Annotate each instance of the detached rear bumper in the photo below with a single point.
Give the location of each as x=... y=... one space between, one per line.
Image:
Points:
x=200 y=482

--

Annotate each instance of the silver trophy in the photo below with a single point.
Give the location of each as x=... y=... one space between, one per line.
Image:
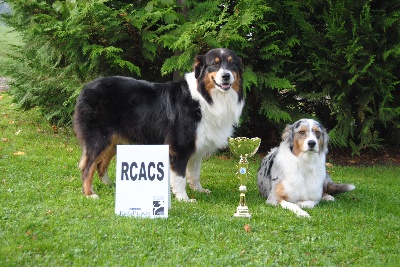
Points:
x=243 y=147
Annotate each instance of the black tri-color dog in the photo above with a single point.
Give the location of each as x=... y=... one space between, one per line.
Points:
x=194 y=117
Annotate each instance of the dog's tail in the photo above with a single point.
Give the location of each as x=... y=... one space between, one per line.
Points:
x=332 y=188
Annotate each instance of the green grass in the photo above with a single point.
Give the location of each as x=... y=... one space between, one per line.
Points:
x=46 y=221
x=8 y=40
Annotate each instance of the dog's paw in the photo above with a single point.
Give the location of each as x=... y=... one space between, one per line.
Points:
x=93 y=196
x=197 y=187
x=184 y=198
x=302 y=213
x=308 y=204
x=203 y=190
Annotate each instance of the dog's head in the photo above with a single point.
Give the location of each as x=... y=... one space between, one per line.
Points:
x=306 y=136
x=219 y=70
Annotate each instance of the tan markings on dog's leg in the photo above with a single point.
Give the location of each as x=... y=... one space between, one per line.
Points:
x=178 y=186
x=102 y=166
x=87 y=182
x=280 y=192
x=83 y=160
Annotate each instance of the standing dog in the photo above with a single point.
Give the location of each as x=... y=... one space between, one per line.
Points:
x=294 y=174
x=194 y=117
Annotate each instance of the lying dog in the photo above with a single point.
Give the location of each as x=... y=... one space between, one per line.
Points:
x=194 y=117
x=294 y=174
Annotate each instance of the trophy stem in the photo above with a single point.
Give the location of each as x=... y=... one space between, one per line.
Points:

◆ AIM OF THE TASK ◆
Locate the word "trophy" in the records above, and return each line that has it.

◆ EXERCISE RESPONSE ◆
Annotate each instance of the silver trophy in the photo below with a single point.
Annotate each instance of the trophy stem in the photo above with a single point.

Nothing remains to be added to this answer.